§ Problem to work on: Please set down the entire listing exactly.

§ Material for the task:
/---

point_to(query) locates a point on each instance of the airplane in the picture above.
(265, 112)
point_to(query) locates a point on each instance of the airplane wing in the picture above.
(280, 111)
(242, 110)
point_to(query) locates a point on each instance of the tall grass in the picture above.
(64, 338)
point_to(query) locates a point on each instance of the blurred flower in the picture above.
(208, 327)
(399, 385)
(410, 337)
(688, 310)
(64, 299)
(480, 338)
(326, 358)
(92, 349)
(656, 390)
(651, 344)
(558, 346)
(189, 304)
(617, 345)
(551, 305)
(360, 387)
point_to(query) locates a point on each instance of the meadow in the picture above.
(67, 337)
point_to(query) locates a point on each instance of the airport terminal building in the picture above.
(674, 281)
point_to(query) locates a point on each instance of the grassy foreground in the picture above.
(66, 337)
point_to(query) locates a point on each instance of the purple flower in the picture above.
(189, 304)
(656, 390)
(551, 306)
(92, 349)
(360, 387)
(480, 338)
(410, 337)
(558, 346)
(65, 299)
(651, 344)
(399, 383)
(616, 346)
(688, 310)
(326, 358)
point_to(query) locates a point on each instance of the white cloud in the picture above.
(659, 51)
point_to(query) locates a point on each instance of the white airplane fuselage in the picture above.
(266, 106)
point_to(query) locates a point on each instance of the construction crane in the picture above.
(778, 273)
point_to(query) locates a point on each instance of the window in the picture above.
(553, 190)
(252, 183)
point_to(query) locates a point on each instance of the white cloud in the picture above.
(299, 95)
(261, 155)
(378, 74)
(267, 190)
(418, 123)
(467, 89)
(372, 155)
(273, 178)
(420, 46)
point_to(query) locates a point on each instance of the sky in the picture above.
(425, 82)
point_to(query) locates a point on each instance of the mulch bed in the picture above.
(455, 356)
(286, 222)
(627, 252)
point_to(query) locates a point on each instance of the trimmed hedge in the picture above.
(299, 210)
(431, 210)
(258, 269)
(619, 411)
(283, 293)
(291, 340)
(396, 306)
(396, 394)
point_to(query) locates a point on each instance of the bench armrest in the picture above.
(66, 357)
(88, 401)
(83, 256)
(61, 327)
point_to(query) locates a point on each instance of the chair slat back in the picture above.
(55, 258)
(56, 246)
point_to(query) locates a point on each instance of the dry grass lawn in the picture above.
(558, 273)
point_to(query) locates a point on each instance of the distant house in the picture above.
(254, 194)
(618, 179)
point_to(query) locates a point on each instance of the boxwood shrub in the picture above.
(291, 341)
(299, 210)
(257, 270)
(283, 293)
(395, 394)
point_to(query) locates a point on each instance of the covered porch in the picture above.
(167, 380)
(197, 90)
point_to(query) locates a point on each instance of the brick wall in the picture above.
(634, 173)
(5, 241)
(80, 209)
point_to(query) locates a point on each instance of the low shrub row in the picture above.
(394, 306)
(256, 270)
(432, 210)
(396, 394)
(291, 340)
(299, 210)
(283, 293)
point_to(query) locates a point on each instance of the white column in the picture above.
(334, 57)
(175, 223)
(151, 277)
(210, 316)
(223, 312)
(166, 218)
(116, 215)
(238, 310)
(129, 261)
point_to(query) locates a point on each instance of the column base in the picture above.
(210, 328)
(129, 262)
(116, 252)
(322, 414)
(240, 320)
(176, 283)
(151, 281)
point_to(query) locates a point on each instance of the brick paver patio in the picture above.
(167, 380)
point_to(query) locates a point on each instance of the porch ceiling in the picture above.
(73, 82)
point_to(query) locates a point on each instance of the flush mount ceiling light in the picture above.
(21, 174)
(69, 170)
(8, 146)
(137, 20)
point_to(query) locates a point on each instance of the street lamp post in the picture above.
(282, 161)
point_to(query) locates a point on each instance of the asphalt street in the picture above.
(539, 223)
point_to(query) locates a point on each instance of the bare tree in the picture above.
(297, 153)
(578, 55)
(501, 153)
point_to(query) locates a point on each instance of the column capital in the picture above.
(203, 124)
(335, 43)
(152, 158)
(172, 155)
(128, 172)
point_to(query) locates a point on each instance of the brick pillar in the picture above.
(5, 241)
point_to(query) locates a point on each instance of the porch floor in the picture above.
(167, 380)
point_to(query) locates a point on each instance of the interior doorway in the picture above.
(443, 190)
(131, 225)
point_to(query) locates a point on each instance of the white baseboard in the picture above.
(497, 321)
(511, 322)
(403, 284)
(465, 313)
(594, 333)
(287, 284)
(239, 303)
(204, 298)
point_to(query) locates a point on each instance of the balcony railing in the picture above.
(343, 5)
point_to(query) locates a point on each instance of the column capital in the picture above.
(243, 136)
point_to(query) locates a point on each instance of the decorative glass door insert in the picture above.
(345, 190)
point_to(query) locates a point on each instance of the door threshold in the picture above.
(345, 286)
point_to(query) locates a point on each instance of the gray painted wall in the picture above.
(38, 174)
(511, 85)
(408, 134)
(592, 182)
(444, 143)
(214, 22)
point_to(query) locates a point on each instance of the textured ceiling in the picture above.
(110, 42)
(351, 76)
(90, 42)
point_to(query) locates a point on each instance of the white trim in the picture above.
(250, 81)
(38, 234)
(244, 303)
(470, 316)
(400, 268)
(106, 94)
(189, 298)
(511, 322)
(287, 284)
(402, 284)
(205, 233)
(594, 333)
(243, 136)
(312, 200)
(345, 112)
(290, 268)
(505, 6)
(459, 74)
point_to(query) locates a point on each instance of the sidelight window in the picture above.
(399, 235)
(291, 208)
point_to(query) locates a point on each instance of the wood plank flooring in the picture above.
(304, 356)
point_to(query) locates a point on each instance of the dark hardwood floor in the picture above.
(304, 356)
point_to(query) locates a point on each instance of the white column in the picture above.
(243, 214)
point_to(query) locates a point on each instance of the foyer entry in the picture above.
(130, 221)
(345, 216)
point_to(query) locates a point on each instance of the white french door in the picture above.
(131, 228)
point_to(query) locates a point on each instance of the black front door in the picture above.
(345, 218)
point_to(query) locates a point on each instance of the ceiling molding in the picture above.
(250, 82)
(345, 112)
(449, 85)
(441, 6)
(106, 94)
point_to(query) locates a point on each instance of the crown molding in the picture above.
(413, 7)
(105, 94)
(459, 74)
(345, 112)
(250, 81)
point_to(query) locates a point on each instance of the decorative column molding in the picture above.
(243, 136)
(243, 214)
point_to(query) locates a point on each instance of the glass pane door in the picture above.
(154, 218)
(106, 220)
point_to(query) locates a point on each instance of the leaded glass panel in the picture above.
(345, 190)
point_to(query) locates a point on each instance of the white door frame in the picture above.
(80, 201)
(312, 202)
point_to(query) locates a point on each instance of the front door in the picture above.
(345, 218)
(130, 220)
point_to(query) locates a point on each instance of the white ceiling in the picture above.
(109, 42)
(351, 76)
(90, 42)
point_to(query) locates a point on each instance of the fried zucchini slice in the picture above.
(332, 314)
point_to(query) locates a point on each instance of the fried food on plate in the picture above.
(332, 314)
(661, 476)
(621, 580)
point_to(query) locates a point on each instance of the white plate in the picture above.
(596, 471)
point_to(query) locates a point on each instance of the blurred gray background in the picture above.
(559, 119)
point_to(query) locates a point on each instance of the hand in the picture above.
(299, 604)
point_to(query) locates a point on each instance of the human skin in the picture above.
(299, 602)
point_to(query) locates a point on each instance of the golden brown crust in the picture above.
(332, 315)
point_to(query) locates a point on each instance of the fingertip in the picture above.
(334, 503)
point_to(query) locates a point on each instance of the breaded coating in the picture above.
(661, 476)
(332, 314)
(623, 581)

\---

§ Response to the exercise:
point_to(query) locates a point on each instance of the airplane in the picture above.
(265, 112)
point_to(query) locates a point on each instance of the airplane wing in the picture above.
(280, 111)
(242, 110)
point_to(query) locates a point on each instance of the tall grass in the picture above.
(64, 338)
point_to(query) locates a point on each instance of the blurred flower in the picture above.
(208, 327)
(399, 385)
(410, 337)
(688, 310)
(64, 299)
(480, 338)
(326, 358)
(92, 349)
(656, 390)
(651, 344)
(558, 346)
(189, 304)
(617, 345)
(551, 305)
(360, 387)
point_to(query) locates a point on each instance of the meadow in the picture above.
(67, 337)
point_to(query) locates a point on each instance of the airport terminal building in the picture above.
(674, 281)
point_to(query) locates a point on each instance of the grassy foreground in the picture above.
(66, 337)
point_to(query) locates a point on each instance of the purple flower in the picture above.
(189, 304)
(656, 390)
(551, 306)
(92, 349)
(360, 387)
(480, 338)
(410, 337)
(558, 346)
(65, 299)
(651, 344)
(399, 383)
(616, 346)
(688, 310)
(326, 358)
point_to(query) locates a point on each instance of the white cloud in the picture above.
(659, 51)
point_to(query) locates a point on each instance of the white airplane fuselage in the picture above.
(266, 106)
point_to(query) locates a point on each instance of the construction crane in the picture above.
(778, 273)
point_to(query) locates a point on each instance of the window in the picture above.
(553, 190)
(252, 183)
point_to(query) locates a point on each instance of the white cloud in the picture above.
(299, 95)
(261, 155)
(378, 74)
(267, 190)
(418, 123)
(467, 89)
(372, 155)
(273, 178)
(420, 46)
point_to(query) locates a point on each instance of the sky in the picture above.
(425, 82)
point_to(query) locates a point on each instance of the mulch bed in the picture above.
(455, 356)
(286, 222)
(627, 252)
point_to(query) locates a point on each instance of the trimmed hedge in the picture above.
(299, 210)
(431, 210)
(258, 269)
(619, 411)
(283, 293)
(291, 340)
(396, 306)
(396, 394)
point_to(query) locates a point on each instance of the bench armrest in the picture above.
(66, 357)
(88, 401)
(83, 256)
(61, 327)
point_to(query) locates a point on each instance of the chair slat back in the picture above.
(55, 258)
(56, 246)
point_to(query) locates a point on each instance of the dry grass lawn in the picture above.
(558, 273)
point_to(query) locates a point on each instance of the distant house in the picture above.
(254, 194)
(618, 179)
point_to(query) locates a point on each instance of the boxwood shrub in the picture above.
(291, 341)
(299, 210)
(257, 270)
(283, 293)
(395, 394)
point_to(query) locates a point on each instance of the covered porch in the picture above.
(167, 380)
(197, 90)
point_to(query) locates a point on each instance of the brick wall in the picture above.
(634, 173)
(5, 241)
(80, 209)
point_to(query) locates a point on each instance of the low shrub row in the picture above.
(394, 306)
(256, 270)
(432, 210)
(396, 394)
(291, 340)
(299, 210)
(283, 293)
point_to(query) locates a point on each instance of the white column in the picture above.
(334, 57)
(175, 223)
(151, 277)
(210, 316)
(223, 312)
(166, 218)
(116, 215)
(238, 310)
(129, 261)
point_to(query) locates a point on each instance of the column base in the picture above.
(210, 328)
(129, 262)
(116, 252)
(322, 414)
(240, 320)
(176, 283)
(151, 281)
point_to(query) locates a point on each instance of the brick paver patio in the picture above.
(167, 380)
point_to(query) locates a point on each instance of the porch ceiling in the picture above.
(73, 82)
point_to(query) locates a point on each instance of the flush mount ceiling light in the picture above.
(21, 174)
(69, 170)
(8, 146)
(137, 20)
point_to(query) locates a point on each instance of the street lamp post in the picture above.
(282, 161)
point_to(query) locates a point on each instance of the asphalt street in the picture above.
(539, 223)
point_to(query) locates a point on each instance of the bare tree in the picture above.
(297, 153)
(578, 55)
(501, 153)
point_to(query) locates a point on each instance of the column capital in the picture above.
(203, 124)
(335, 43)
(152, 158)
(172, 155)
(128, 172)
point_to(query) locates a point on each instance of the brick pillar in the picture above.
(5, 241)
point_to(query) locates a point on each instance of the porch floor in the picture above.
(167, 380)
point_to(query) locates a point on each instance of the interior doorway in the picture above.
(443, 190)
(131, 225)
point_to(query) locates a point on each instance of the white baseboard in the picture above.
(497, 321)
(511, 322)
(403, 284)
(465, 313)
(594, 333)
(287, 284)
(239, 303)
(204, 298)
point_to(query) locates a point on each instance of the balcony railing in the picture above.
(343, 5)
point_to(query) locates a point on each instance of the column capital in the picture above.
(243, 136)
point_to(query) locates a point on each instance of the decorative glass door insert in the picture above.
(345, 190)
point_to(query) locates a point on each instance of the door threshold in the picture above.
(345, 286)
point_to(query) locates a point on each instance of the gray painted wall in the picture above.
(38, 174)
(511, 85)
(408, 134)
(592, 182)
(444, 143)
(214, 22)
point_to(query) locates a point on each instance of the textured ceiling in the picture above.
(110, 42)
(351, 76)
(90, 42)
point_to(query) locates a point on each instance of the white trim in the picture above.
(250, 81)
(38, 234)
(244, 303)
(470, 316)
(400, 268)
(106, 94)
(189, 298)
(511, 322)
(287, 284)
(402, 284)
(205, 233)
(594, 333)
(243, 136)
(312, 200)
(345, 112)
(290, 268)
(505, 6)
(459, 74)
point_to(query) locates a point on each instance of the sidelight window in the picture above.
(399, 235)
(291, 208)
point_to(query) locates a point on each instance of the wood plank flooring in the picture above.
(304, 356)
point_to(query) locates a point on each instance of the dark hardwood floor in the picture above.
(304, 356)
point_to(query) locates a point on each instance of the white column in the picture above.
(243, 214)
point_to(query) locates a point on each instance of the foyer entry in the picture above.
(130, 221)
(345, 216)
point_to(query) locates a point on each instance of the white french door in the picture above.
(131, 228)
point_to(query) locates a point on each instance of the black front door in the picture above.
(345, 218)
point_to(query) locates a point on each instance of the ceiling molding in the picture above.
(250, 82)
(345, 112)
(449, 85)
(441, 6)
(106, 94)
point_to(query) locates a point on each instance of the crown molding in the picture above.
(413, 7)
(105, 94)
(459, 74)
(345, 112)
(250, 81)
point_to(query) locates a point on each instance of the decorative column molding in the picture above.
(243, 136)
(243, 214)
point_to(query) locates a point on each instance of the glass pane door in the picture above.
(154, 218)
(106, 220)
point_to(query) locates a point on each instance of the leaded glass panel in the picture above.
(345, 190)
point_to(query) locates a point on each instance of the white door frame in the picture above.
(80, 201)
(312, 202)
point_to(query) locates a point on each instance of the front door in the picture above.
(345, 218)
(130, 220)
point_to(query) locates a point on each instance of the white ceiling in the picture above.
(109, 42)
(351, 76)
(90, 42)
point_to(query) locates a point on each instance of the fried zucchini slice in the picture above.
(332, 314)
point_to(query) locates a point on each instance of the fried food on plate in the picture above.
(332, 314)
(661, 476)
(621, 580)
point_to(query) locates a point on each instance of the white plate in the picture above.
(596, 471)
point_to(query) locates a point on each instance of the blurred gray background in the picture above.
(559, 119)
point_to(query) locates a point on each instance of the hand in the picture above.
(299, 604)
point_to(query) locates a point on each instance of the human skin in the picture above.
(299, 602)
point_to(query) locates a point on each instance of the golden brown crust in the picture above.
(332, 315)
point_to(query) locates a point on each instance of the fingertip in the picture above.
(334, 503)
point_to(query) locates a point on each instance of the breaded coating in the picture above.
(661, 476)
(332, 314)
(623, 581)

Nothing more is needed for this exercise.